- Given passage:
^^^^^^^^^^^^^^^^

USSRA Five-Man Team Championships Cancelled     By Rob Dinerman

Dateline January 8, 2004
---This weekend’s national five-man team championships, formerly an enormously popular tournament and the site just last season of one of the most noteworthy outcomes of the entire 2002-2003 USSRA schedule, has been cancelled due to insufficient entries. An attempt will be made to run the event in December, which would thereby still have it occur in calendar 2004, but even if that happens, the current season will have come and gone without this tourney being held.

     This cancellation is a discomforting follow-up to this past autumn’s Howe Cup, the counterpart team tournament for women, which DID come off as scheduled in Seattle but was plagued by a paucity of entries, the absence of a number of teams from regions, especially in the eastern states, that have historically always fielded entries a series of complaints during and after the weekend from players who did not feel that they had received their “value” for the hefty entry fee and the travel and lodging expenses they had incurred.

     This set of unsettling developments is in marked contrast to the decades of enthusiastic participation that the Five-Man Team Championship had enjoyed, particularly during the hardball glory days of the 1960’s 1970’s and 1980’s, when if anything the tournament was OVER-subscribed, even though throughout that time it occurred simultaneously and concomitantly with the National Singles tournament, which of course siphoned off the elite U. S. players, since no one was allowed to play in both the individual and team events.

^^^^^^^^^^^^^^^^

- Entries supplied:
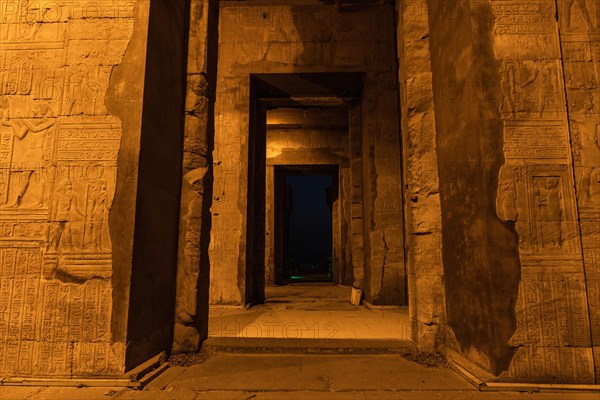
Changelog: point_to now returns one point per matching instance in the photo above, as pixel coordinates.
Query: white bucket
(355, 297)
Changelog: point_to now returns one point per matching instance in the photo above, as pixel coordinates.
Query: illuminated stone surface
(139, 144)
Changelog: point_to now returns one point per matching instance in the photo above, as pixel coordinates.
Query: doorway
(304, 214)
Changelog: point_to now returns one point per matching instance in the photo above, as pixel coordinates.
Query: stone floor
(318, 312)
(317, 315)
(295, 377)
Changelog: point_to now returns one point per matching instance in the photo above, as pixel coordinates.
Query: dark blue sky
(310, 220)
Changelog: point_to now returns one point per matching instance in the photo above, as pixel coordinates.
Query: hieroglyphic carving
(531, 89)
(547, 220)
(580, 41)
(534, 141)
(576, 15)
(58, 153)
(552, 334)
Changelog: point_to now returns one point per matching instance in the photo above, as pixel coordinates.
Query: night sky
(310, 219)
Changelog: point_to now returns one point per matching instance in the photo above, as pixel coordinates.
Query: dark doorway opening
(304, 223)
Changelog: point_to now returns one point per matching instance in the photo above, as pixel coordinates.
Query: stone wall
(89, 150)
(322, 145)
(423, 226)
(515, 121)
(59, 145)
(271, 38)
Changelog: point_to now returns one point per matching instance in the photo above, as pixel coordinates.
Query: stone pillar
(426, 296)
(86, 264)
(579, 31)
(537, 186)
(62, 107)
(191, 314)
(356, 195)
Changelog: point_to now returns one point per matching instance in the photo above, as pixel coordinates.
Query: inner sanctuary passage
(187, 177)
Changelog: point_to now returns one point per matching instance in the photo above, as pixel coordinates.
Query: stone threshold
(482, 380)
(214, 345)
(137, 378)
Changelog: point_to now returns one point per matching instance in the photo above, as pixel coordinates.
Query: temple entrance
(305, 197)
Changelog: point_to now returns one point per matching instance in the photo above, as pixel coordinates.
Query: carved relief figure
(548, 203)
(506, 201)
(64, 216)
(580, 70)
(589, 186)
(542, 84)
(76, 91)
(583, 10)
(509, 88)
(99, 207)
(37, 13)
(28, 152)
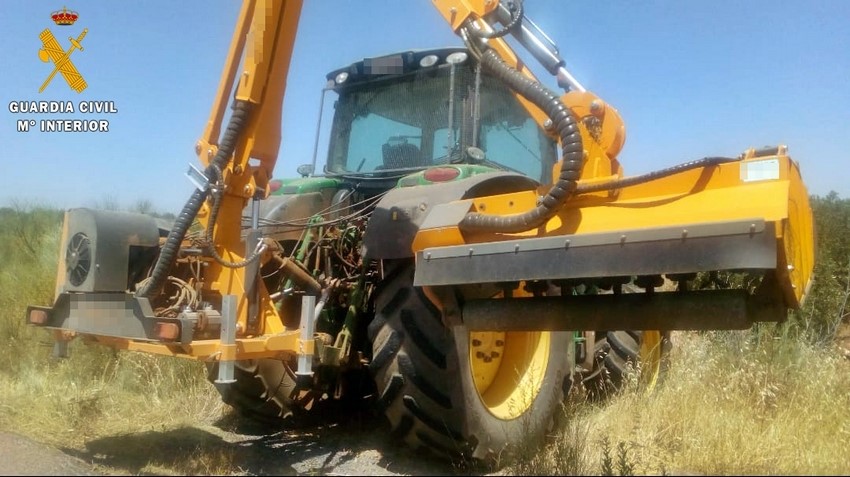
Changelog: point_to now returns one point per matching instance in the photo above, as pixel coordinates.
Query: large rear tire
(458, 393)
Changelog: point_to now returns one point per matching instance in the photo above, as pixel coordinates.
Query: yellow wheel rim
(650, 359)
(508, 369)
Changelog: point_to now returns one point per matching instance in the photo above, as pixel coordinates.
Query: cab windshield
(430, 117)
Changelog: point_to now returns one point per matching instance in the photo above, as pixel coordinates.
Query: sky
(690, 78)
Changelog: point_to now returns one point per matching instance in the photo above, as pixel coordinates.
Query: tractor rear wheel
(459, 393)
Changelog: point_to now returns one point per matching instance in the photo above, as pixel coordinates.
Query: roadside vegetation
(770, 400)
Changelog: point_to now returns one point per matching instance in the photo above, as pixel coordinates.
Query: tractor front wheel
(457, 392)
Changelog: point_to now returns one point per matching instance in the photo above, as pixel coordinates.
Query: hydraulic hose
(572, 153)
(238, 120)
(629, 181)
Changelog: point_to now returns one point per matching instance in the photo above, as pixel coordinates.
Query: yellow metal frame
(710, 194)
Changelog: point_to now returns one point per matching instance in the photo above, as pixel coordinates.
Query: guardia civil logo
(52, 52)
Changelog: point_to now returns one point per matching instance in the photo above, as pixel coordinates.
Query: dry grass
(732, 403)
(750, 402)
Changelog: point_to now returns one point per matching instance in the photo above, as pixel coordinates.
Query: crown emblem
(64, 18)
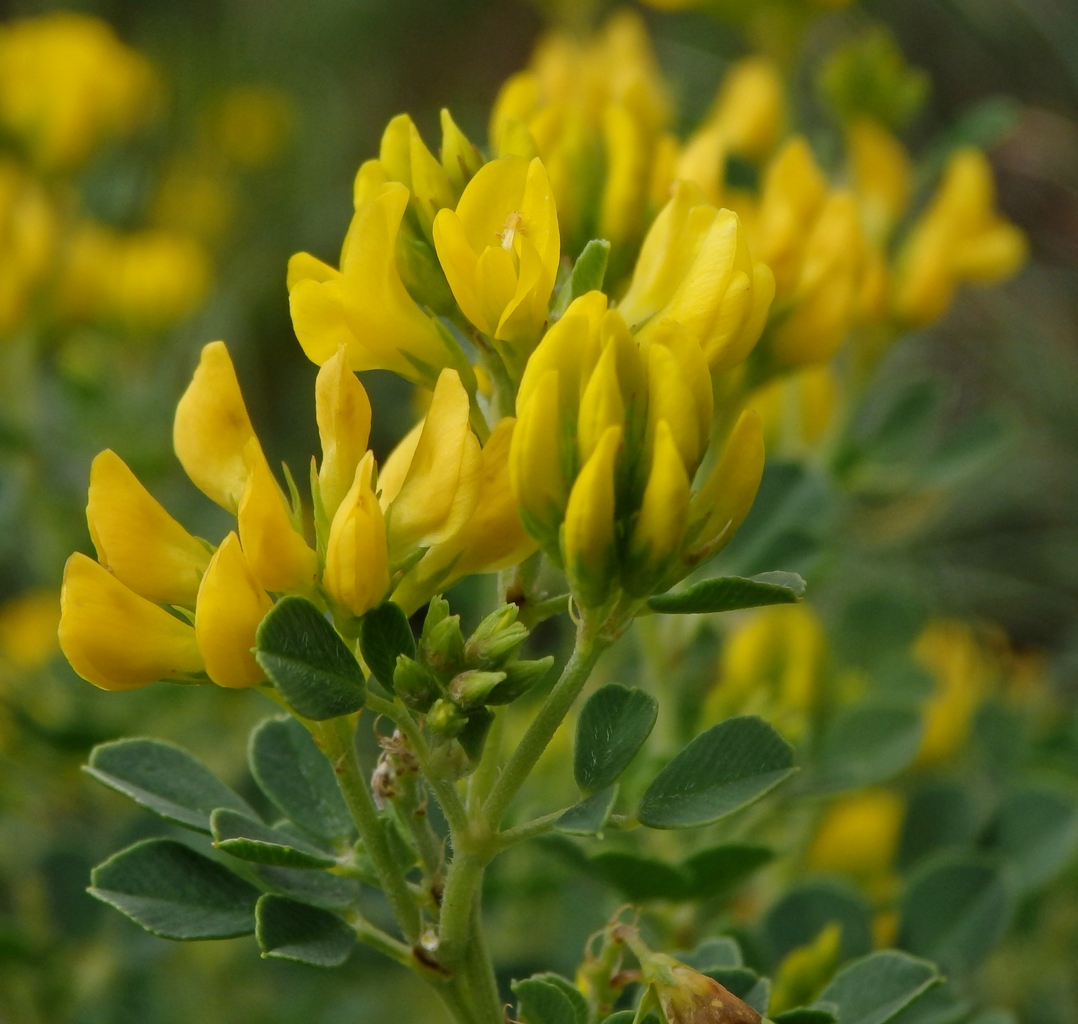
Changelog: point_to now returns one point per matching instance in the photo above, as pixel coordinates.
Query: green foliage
(304, 655)
(175, 893)
(728, 768)
(163, 778)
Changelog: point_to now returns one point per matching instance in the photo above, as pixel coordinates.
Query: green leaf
(613, 724)
(876, 987)
(718, 870)
(163, 778)
(729, 593)
(304, 655)
(588, 275)
(954, 912)
(721, 771)
(541, 1001)
(804, 911)
(242, 836)
(639, 877)
(589, 816)
(868, 744)
(1036, 829)
(175, 893)
(298, 778)
(385, 636)
(288, 930)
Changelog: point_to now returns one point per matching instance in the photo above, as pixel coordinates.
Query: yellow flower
(364, 306)
(664, 514)
(28, 628)
(493, 538)
(279, 558)
(67, 84)
(858, 834)
(429, 485)
(137, 540)
(959, 239)
(211, 429)
(499, 250)
(357, 557)
(231, 605)
(588, 538)
(116, 639)
(343, 412)
(695, 267)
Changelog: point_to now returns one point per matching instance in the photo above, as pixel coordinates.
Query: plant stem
(544, 724)
(339, 737)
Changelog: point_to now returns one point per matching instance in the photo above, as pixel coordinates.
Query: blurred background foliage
(941, 535)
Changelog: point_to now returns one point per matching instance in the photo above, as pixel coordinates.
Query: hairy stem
(339, 738)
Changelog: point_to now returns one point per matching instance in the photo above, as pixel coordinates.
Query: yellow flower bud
(343, 412)
(365, 306)
(588, 537)
(115, 639)
(536, 464)
(721, 504)
(695, 267)
(500, 250)
(439, 488)
(357, 558)
(460, 158)
(211, 429)
(279, 558)
(493, 538)
(137, 540)
(664, 514)
(231, 605)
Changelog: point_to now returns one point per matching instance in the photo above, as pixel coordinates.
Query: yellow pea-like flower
(438, 473)
(231, 605)
(695, 267)
(116, 639)
(365, 306)
(343, 411)
(357, 555)
(137, 540)
(279, 558)
(659, 533)
(211, 429)
(588, 534)
(493, 538)
(499, 250)
(537, 472)
(722, 502)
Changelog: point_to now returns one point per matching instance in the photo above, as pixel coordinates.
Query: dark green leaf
(612, 727)
(540, 1001)
(729, 593)
(386, 635)
(804, 911)
(954, 912)
(175, 893)
(639, 877)
(868, 744)
(717, 870)
(243, 836)
(289, 930)
(304, 655)
(721, 771)
(589, 816)
(1036, 830)
(163, 778)
(298, 778)
(876, 987)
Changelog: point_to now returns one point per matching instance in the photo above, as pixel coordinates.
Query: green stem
(339, 739)
(544, 724)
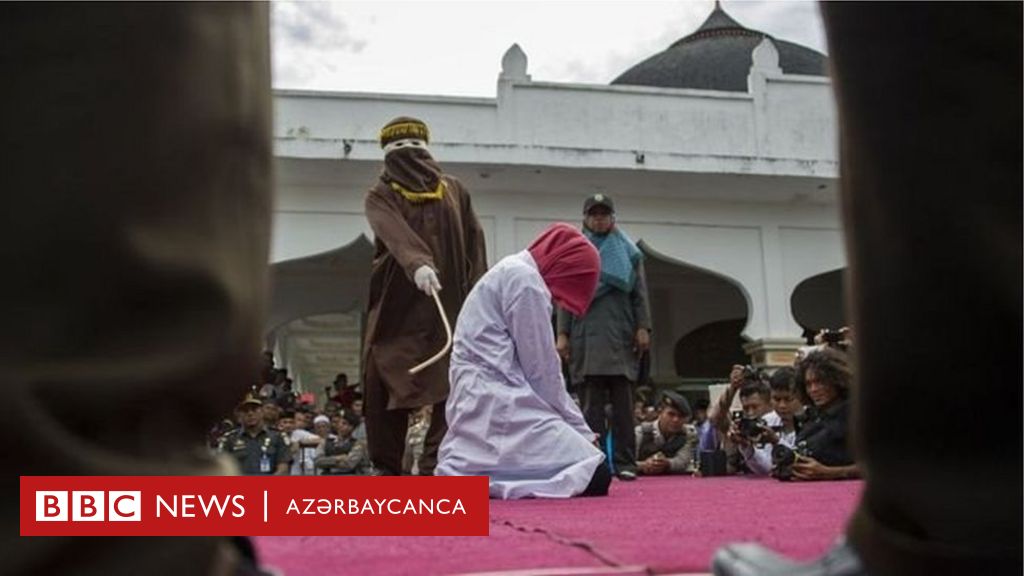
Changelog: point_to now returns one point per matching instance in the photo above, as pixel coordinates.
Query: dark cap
(598, 200)
(250, 400)
(677, 401)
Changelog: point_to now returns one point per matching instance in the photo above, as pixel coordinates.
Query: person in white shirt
(303, 445)
(509, 414)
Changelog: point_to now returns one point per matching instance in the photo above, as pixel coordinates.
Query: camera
(832, 337)
(749, 427)
(782, 458)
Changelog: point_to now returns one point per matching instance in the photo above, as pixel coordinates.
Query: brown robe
(402, 325)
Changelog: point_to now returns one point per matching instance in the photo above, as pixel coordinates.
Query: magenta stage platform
(651, 526)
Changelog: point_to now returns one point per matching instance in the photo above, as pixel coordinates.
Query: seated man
(509, 414)
(667, 445)
(779, 425)
(822, 450)
(257, 449)
(743, 429)
(303, 443)
(341, 453)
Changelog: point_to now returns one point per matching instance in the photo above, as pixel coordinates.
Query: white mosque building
(720, 153)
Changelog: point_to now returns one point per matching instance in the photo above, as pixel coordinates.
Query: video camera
(782, 458)
(751, 428)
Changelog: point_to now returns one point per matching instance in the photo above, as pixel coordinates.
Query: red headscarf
(569, 265)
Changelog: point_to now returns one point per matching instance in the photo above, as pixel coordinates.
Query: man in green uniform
(258, 449)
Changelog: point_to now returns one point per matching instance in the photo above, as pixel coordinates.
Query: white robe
(509, 415)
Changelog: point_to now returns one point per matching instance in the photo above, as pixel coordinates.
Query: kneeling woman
(509, 415)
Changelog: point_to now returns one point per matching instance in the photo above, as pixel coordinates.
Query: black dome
(717, 56)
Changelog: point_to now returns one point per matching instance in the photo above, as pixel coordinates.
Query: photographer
(748, 429)
(823, 381)
(719, 415)
(667, 445)
(780, 428)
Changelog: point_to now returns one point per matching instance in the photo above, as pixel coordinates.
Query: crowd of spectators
(793, 424)
(276, 430)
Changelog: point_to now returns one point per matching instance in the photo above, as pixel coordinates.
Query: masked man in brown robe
(427, 239)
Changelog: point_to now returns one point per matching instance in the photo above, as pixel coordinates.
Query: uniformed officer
(258, 449)
(667, 445)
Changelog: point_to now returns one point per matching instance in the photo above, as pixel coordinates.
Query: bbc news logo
(88, 505)
(254, 505)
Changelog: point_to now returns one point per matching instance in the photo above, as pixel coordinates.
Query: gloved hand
(426, 280)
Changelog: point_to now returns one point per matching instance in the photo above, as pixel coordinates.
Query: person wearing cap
(667, 445)
(604, 346)
(258, 450)
(427, 240)
(302, 443)
(342, 453)
(510, 415)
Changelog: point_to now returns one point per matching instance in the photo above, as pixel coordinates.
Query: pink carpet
(651, 526)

^^^^^^^^^^^^^^^^

- What is required:
Resume the article on the cancelled squash five-man team championships, beginning immediately after its final sentence.

- Answer to this task:
      Nonetheless, the desire of players throughout the country to represent their regional association, college or club team, city, even family (there were a few family entries, the most successful of which, the Foster family, was led by 1951 Intercollegiate Individual champion Henry Foster) was such that many team entries had to arrange a lengthy and spirited series of challenge matches in the preceding months to determine their composition. And there were a number of occasions, such when  former (’67) North American Open champion Ralph Howe edged out future (’87) WPSA Apawamis and Chicago finalist Juan Mendez by one point in the fifth game of the last and deciding match of the New York vs. Mexico Team Championship Final in 1980 at Jadwin Gymnasium in Princeton, on which the excitement and quality of play generated by the team event far out-did that of the ostensibly stronger individual tournament.

     Though this prior degree of passion and commitment to the Five-Man Teams did lessen somewhat when the tourney switched to softball approximately a decade ago, interest and participation levels still remained reasonably high in recent years, though the domination enjoyed for the last several editions by the top college teams was known to have caused a decline among the non-college team entries from various regions, which were increasingly entering this event knowing that they had very little realistic chance of advancing. For the past several years, the final-round match-up has been Trinity, which is stocked with foreign-born players and has won the last five Potter Cups emblematic of the intercollegiate team championship, against a Princeton contingent that has won two straight (and three of the last four) Ivy League titles.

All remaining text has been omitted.